Complete the following:
• a. In the Chef discussion, when does reindexing on Chef occur?
• b. Transcribe everything in the Chef discussion from "1. The node" down to "they are hacky.", word for word.
• c. Go on with the Chef discussion, writing what comes after its last sentence.

Document segment:

|---|

There's also a pretty harsh difference between the security practices at Amazon and the practices that Opscode displays in their OSS-code.
I'm an opscode customer, but before that, I was playing around with their free plan.
Just to be clear, this has always been a core goal with Puppet - very low dependencies to make it easy to adopt.
There are some real downsides - we have to do a lot more coding, and it can be tough to get all of the hot newness - but we think the users benefit from a much simpler solution that's much easier to support.
The memory footprint is about 10 MB, install size maybe 30 MB.
It compiles into small binaries and is usable anywhere - in the cloud, on supercompute clusters, on the desktop or laptop, on a smartphone, in embedded devices.
1. The node object ends up being two large, which leads to memory issues when a search returns more that 200 nodes (800MB of memory).
2. Chef discourages declarative configuration.
3. Chef lacks a remote trigger mechanism.
Issue one starts to kill you once you have a large number of nodes. Dedicating a quater of the available memory to configuration management seem like a poor financial choice. We've come up with work arounds at my company(generate files centrally, and distribute with chef remote_file syntax), but I still feel they are hacky.
Issue two is more serious. Reindexing on chef only occurs after a node has submitted its node object back to the chef server. This results in incomplete searches until a node successfully completes a run. If you wish to remove a node from a particular role or attribute from a host, you may have a hard time doing so until the next chef run completes.
Problem three is really a result of the expense of running chef. If the memory and CPU costs were lower, there wouldn't be any real issues running Chef more frequently. Some changes I need to go out immediately, some don't matter. I end up back in the world of the SSH loop too often with Chef.

|---|

Records provided:

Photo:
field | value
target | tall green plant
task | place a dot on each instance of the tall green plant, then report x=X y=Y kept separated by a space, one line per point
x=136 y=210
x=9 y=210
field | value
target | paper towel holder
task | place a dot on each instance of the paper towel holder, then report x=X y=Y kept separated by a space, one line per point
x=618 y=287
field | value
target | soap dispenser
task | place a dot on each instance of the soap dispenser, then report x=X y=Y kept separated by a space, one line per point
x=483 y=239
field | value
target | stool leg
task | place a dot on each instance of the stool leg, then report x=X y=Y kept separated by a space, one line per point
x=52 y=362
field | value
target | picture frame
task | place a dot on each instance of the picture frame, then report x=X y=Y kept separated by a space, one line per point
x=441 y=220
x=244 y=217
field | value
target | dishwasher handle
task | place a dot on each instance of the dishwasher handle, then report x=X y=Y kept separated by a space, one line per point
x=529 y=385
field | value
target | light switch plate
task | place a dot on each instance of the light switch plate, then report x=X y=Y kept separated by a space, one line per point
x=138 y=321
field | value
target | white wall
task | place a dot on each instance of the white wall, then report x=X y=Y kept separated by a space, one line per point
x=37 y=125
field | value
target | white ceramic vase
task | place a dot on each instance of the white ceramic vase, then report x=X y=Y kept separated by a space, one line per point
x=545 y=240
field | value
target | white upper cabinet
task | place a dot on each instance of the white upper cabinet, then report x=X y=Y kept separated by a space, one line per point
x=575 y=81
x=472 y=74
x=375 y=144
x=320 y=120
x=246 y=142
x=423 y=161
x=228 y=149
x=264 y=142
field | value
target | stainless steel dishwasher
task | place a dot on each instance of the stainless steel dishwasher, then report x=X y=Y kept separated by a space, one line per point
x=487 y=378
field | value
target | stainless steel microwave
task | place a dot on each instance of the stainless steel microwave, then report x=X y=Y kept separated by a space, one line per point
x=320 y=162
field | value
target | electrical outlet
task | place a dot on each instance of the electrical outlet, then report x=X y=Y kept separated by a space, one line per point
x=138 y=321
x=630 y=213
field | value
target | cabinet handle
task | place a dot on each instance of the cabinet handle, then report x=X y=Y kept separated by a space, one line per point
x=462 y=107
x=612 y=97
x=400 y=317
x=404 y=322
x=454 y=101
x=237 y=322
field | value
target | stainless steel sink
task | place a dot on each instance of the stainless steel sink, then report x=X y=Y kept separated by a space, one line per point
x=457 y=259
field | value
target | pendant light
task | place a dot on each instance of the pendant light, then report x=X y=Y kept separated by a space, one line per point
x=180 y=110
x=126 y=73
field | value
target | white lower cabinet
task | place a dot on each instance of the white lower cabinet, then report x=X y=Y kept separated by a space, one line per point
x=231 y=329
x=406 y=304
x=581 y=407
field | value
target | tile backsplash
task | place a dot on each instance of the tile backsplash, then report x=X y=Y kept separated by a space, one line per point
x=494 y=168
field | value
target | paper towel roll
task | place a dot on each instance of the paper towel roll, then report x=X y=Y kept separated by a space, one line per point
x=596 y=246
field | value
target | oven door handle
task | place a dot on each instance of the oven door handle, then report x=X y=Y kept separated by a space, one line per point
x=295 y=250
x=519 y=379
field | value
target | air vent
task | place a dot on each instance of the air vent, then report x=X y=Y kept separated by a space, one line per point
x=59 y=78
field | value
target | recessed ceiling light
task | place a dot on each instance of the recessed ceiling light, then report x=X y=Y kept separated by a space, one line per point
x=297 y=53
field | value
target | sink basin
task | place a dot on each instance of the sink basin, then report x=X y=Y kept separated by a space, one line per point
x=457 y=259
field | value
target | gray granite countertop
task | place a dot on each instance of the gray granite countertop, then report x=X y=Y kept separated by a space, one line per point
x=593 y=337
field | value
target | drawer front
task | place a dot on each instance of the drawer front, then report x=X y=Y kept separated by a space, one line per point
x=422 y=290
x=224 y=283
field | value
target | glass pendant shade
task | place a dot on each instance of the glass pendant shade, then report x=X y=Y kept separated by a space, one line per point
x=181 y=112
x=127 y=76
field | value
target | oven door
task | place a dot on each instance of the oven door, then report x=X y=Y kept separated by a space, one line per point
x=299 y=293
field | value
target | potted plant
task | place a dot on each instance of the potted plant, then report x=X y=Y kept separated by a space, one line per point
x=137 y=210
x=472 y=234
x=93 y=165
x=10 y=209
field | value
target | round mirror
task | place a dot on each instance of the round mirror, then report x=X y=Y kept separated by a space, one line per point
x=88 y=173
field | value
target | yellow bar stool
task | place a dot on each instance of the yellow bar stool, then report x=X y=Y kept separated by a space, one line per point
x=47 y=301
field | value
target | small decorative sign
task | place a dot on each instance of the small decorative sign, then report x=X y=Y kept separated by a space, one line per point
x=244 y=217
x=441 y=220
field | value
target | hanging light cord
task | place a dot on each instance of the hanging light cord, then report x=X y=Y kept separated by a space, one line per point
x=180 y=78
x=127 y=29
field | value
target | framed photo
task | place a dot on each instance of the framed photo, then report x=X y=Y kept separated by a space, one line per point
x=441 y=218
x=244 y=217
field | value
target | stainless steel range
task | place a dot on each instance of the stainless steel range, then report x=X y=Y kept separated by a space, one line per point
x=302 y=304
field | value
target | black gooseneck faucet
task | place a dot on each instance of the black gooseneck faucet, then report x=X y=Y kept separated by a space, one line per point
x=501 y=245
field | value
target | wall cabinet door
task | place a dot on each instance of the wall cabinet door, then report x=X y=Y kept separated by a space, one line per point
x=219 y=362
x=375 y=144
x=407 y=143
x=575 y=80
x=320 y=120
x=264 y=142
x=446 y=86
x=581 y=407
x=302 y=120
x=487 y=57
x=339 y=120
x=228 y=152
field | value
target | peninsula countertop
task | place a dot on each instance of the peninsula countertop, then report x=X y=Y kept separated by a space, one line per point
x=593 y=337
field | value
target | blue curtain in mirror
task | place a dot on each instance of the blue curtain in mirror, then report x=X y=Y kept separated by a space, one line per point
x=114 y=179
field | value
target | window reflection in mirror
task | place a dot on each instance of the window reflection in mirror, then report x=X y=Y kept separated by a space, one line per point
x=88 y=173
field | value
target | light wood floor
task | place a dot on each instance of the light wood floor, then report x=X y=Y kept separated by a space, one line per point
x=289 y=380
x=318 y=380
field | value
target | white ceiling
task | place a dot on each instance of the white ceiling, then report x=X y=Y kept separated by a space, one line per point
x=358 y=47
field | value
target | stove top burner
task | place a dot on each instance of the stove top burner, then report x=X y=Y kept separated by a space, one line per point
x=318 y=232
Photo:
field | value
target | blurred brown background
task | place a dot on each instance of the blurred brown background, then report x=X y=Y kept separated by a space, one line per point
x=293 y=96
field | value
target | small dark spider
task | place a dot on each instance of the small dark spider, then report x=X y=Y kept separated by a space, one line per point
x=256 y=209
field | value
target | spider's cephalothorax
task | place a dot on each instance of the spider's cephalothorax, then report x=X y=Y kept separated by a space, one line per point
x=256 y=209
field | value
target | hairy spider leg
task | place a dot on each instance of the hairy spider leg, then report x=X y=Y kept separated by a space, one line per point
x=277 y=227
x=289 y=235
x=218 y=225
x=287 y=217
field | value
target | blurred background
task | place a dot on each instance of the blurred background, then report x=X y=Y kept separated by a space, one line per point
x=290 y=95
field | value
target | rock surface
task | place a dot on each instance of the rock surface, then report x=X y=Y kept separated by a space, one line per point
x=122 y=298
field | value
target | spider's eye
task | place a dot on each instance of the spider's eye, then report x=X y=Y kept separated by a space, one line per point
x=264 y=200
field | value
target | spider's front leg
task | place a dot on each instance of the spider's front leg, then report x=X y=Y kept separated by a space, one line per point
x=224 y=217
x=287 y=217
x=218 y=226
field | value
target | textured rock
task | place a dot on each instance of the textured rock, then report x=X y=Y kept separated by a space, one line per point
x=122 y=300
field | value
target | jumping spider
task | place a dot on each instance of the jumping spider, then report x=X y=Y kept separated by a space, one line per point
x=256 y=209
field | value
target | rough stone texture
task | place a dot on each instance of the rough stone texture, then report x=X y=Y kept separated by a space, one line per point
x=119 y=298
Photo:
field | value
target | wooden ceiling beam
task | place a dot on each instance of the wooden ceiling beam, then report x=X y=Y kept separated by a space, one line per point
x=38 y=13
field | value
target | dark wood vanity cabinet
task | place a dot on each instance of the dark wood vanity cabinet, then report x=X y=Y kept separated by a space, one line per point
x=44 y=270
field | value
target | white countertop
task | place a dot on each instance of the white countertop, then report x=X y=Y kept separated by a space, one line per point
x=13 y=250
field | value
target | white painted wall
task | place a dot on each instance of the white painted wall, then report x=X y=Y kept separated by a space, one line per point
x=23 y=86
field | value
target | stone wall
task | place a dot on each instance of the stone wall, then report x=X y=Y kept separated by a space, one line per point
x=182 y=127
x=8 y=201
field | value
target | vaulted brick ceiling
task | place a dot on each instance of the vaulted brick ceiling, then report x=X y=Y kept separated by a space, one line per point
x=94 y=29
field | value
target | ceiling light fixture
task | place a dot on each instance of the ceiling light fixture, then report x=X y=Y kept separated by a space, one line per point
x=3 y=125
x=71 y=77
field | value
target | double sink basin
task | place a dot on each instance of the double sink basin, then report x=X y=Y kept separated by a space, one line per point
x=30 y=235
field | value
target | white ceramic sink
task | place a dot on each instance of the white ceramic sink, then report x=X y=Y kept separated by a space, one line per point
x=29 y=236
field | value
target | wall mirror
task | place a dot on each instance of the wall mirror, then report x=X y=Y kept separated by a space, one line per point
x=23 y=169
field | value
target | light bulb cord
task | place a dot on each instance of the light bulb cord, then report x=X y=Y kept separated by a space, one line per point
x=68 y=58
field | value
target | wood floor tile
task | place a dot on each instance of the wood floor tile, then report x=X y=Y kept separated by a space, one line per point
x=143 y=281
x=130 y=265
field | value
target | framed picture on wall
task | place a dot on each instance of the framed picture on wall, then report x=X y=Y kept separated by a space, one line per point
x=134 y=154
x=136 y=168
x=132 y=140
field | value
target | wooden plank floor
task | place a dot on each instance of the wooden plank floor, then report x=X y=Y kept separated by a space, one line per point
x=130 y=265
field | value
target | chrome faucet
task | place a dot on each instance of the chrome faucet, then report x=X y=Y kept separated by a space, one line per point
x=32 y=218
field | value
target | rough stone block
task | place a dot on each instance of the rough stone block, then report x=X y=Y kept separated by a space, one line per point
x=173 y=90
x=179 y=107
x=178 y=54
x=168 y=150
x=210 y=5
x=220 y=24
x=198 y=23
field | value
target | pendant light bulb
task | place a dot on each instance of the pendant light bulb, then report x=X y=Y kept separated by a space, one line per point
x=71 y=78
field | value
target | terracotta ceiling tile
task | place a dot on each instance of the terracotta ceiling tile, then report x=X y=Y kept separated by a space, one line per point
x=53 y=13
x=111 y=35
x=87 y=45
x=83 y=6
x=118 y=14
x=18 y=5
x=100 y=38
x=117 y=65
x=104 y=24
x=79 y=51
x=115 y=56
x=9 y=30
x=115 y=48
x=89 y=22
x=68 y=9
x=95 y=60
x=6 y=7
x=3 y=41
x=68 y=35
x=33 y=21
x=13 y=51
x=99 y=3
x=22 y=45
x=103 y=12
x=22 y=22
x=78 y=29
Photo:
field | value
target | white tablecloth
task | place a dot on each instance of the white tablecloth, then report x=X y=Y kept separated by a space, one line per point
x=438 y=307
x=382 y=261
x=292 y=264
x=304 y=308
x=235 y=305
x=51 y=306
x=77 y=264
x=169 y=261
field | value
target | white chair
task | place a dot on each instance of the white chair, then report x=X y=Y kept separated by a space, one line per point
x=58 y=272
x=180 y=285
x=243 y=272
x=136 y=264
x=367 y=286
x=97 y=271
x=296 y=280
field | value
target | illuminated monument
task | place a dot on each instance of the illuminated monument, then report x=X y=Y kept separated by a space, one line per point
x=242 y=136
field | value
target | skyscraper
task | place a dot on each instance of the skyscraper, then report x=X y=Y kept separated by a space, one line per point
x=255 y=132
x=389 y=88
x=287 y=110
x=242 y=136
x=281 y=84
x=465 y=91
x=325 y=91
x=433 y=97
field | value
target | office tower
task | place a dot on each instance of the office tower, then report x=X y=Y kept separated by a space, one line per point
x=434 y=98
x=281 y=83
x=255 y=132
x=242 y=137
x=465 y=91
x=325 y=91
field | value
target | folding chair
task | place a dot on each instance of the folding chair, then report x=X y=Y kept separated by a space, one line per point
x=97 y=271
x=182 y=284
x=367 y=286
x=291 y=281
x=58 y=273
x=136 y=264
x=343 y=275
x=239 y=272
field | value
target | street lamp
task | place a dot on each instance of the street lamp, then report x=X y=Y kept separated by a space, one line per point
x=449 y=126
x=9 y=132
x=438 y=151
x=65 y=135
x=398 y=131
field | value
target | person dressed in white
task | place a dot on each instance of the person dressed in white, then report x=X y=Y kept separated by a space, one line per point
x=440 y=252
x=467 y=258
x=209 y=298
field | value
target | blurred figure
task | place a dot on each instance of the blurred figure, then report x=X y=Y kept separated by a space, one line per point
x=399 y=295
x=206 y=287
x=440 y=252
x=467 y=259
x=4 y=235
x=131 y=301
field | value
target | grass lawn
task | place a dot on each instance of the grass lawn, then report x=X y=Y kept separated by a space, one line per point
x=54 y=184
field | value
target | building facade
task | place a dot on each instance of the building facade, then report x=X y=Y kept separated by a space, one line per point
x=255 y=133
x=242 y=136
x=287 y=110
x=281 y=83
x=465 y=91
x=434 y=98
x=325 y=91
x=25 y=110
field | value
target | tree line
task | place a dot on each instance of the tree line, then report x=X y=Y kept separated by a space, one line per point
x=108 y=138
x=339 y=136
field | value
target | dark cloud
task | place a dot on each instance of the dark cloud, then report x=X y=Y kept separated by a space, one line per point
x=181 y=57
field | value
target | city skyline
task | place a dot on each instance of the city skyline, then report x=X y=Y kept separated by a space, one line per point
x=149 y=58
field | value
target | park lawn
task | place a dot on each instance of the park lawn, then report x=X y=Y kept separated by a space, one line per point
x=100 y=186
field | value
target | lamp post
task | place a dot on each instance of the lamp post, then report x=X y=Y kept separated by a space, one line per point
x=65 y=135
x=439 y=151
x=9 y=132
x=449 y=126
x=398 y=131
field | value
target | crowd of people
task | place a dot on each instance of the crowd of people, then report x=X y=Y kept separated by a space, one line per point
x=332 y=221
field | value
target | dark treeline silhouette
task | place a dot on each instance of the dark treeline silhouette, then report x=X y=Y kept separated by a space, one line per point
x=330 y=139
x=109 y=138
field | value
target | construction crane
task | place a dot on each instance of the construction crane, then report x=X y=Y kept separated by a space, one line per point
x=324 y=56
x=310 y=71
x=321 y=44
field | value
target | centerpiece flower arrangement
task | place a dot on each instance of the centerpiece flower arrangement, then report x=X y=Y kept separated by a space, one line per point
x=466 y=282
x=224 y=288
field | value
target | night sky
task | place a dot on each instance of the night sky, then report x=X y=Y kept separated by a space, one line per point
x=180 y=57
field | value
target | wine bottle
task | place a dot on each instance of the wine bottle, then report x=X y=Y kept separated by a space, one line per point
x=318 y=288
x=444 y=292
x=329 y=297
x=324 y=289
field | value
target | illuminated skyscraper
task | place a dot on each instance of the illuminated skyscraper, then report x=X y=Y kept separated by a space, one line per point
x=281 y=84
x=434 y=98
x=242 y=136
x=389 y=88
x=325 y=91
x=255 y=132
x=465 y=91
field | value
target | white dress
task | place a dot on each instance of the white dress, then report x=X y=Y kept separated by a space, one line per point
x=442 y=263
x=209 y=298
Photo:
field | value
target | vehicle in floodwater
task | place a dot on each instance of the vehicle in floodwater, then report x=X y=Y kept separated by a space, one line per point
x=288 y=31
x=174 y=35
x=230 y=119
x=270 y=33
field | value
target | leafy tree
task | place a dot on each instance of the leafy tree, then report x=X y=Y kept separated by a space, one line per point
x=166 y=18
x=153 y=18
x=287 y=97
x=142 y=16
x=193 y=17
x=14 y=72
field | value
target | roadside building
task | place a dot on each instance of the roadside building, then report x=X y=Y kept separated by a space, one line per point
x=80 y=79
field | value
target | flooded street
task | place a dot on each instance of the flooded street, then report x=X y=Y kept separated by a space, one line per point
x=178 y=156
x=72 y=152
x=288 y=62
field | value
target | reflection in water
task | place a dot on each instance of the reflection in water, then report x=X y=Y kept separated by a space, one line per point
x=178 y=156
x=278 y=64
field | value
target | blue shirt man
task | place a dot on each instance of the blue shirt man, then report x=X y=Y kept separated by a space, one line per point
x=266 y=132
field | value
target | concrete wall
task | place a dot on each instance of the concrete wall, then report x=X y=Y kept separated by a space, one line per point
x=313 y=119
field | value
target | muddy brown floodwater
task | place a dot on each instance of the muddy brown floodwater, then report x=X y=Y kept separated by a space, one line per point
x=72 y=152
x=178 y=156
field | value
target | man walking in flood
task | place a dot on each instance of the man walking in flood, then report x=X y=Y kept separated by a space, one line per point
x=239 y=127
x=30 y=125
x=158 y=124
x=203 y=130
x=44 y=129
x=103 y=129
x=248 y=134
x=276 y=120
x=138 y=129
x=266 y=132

|---|

Answers:
• a. Only after a node has submitted its node object back to the Chef server.

• b.
1. The node object ends up being two large, which leads to memory issues when a search returns more that 200 nodes (800MB of memory).
2. Chef discourages declarative configuration.
3. Chef lacks a remote trigger mechanism.
Issue one starts to kill you once you have a large number of nodes. Dedicating a quater of the available memory to configuration management seem like a poor financial choice. We've come up with work arounds at my company(generate files centrally, and distribute with chef remote_file syntax), but I still feel they are hacky.

• c.
2. Chef definitely does not discourage declarative configuration. Chef recipes include declarative resource for configuring your infrastructure. Since recipes are an internal ruby dsl, there may be nondeclarative code in them.
3. Chef itself doesn't have a remote trigger mechanism because the. Her run is all about configuring the local node. Nothing prevents you from using the ruby language in a recipe to hook up some kind of remote trigger though. People in the chef community are doing this with projects like Noah and Pylon.
2. I should be more specific. Generally chef relies on the information that ohai provides, not with information enumerated by the administrator. There is a general assumption that the systems are properly configured, and chef is only furthering that, since the hosts provide most of the configuration details. (Yes, you could do stuff with data bags to address this issue.)
3. Thanks for the links. I've not seen those projects previously. I've solved the issue for myself using a much lighter weight solution.
2. There's no assumption that systems are correctly configured other than they start from a baseline configuration in the most common use case. We have worked with several customers managing existing infrastructures of running systems that had an unknown baseline and Chef was able to automated the pieces they cared about.
Again with "most common use case."
* Why not modularize chef, right now it's a nightmare to get working, emerge makes a graph about 200 nodes long...
I plan on sometime making a puppet / chef alternative because they both seem lacking
Not to discourage you from innovating; just so you know what's out there today.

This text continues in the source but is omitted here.